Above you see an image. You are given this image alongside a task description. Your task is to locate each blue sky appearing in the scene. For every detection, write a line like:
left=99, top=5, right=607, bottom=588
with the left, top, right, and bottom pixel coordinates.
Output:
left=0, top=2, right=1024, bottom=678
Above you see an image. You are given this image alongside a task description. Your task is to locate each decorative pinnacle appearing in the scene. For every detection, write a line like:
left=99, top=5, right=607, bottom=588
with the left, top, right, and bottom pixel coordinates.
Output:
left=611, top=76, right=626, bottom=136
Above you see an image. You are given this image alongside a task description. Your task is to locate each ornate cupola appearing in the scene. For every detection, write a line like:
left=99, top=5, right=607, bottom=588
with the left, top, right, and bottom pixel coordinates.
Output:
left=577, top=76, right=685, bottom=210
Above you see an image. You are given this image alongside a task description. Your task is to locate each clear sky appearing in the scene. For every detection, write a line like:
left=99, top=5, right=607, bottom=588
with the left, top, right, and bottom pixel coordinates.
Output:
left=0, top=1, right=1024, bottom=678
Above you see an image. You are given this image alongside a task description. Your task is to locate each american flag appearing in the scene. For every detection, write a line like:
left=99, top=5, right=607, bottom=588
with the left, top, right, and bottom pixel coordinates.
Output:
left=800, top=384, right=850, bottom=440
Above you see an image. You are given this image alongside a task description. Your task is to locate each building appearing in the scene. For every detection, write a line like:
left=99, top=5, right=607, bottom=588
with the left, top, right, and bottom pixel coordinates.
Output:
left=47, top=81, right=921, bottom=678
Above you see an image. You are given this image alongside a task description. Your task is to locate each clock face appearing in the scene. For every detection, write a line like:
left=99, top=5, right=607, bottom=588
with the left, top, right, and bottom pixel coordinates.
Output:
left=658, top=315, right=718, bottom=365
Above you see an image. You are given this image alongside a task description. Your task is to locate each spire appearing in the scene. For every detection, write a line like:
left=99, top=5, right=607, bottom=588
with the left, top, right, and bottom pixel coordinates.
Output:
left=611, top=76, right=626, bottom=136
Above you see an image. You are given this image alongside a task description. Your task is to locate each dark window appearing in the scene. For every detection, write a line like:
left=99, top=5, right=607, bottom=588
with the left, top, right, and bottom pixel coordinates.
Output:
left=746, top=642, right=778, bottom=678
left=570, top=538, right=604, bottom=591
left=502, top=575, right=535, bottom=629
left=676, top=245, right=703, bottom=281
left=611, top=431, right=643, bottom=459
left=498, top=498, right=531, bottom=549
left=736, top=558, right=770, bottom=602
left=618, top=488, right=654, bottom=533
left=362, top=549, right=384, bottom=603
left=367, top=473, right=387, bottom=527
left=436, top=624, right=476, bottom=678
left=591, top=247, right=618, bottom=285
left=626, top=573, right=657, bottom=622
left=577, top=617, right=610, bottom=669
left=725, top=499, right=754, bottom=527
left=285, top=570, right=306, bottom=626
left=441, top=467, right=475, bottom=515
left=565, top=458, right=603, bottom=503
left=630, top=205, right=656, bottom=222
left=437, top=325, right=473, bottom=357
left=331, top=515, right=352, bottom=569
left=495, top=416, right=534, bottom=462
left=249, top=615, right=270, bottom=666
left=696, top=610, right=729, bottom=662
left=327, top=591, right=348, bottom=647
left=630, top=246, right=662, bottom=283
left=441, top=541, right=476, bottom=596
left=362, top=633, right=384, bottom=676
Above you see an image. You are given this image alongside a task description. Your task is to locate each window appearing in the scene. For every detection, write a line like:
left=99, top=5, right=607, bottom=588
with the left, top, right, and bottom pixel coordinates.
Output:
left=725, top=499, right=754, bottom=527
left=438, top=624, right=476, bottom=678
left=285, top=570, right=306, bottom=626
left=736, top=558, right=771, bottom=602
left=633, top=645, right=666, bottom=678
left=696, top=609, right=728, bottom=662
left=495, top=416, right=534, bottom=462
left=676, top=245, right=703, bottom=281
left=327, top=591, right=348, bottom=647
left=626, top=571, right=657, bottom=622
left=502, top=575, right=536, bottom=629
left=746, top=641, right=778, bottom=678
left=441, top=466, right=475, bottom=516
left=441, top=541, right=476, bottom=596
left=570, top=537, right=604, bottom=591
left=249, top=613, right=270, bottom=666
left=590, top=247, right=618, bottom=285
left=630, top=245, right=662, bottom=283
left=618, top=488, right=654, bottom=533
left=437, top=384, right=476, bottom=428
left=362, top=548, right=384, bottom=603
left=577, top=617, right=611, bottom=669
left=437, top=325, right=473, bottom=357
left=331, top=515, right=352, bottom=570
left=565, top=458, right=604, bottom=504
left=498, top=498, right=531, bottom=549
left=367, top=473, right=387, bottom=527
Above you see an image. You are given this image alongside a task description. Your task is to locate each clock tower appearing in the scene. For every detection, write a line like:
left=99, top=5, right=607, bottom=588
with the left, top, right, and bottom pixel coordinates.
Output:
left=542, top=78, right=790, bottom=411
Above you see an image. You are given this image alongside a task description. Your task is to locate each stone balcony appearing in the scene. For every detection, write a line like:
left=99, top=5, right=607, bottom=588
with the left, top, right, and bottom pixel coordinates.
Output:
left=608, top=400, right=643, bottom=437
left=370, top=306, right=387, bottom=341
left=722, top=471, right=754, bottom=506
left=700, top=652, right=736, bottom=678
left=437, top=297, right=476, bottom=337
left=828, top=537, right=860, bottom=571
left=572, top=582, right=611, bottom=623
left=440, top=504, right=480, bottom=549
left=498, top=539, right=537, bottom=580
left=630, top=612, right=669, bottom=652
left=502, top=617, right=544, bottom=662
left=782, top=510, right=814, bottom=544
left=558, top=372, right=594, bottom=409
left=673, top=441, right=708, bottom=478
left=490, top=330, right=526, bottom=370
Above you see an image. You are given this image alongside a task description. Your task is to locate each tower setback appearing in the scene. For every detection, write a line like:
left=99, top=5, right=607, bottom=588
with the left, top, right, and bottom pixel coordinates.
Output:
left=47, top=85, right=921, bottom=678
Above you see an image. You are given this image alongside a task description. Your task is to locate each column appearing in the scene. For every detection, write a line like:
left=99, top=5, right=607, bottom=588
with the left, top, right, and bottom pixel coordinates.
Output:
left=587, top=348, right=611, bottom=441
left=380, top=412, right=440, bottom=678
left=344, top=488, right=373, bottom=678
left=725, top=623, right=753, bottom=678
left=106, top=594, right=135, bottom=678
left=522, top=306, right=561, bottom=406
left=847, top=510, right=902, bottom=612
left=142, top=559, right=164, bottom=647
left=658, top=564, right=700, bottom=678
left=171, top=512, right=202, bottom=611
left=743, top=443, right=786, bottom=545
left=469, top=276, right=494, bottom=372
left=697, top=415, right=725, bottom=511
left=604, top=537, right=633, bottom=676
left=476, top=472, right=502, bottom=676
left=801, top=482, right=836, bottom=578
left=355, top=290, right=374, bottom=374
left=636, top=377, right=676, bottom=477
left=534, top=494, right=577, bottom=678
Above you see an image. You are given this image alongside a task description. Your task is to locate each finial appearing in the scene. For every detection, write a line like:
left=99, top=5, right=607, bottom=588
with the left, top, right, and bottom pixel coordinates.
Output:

⁂

Copy out every line of the rows word for word, from the line containing "locate each column" down to the line containing "left=534, top=494, right=577, bottom=678", with both of those lines included.

Above you see an image. You are given this image alongside a task description. Your task is to locate each column appearing in the scene. For every detection, write a line like:
left=99, top=5, right=607, bottom=588
with the left, top, right, and bottom pixel coordinates.
Output:
left=587, top=348, right=611, bottom=441
left=380, top=412, right=440, bottom=678
left=344, top=488, right=373, bottom=678
left=725, top=623, right=753, bottom=678
left=106, top=594, right=135, bottom=678
left=522, top=306, right=561, bottom=406
left=847, top=510, right=902, bottom=612
left=142, top=559, right=164, bottom=647
left=658, top=564, right=700, bottom=678
left=171, top=512, right=202, bottom=611
left=743, top=443, right=786, bottom=545
left=469, top=276, right=494, bottom=372
left=697, top=415, right=725, bottom=511
left=604, top=537, right=633, bottom=676
left=476, top=472, right=502, bottom=676
left=801, top=482, right=836, bottom=578
left=355, top=290, right=374, bottom=374
left=636, top=377, right=676, bottom=477
left=534, top=494, right=577, bottom=678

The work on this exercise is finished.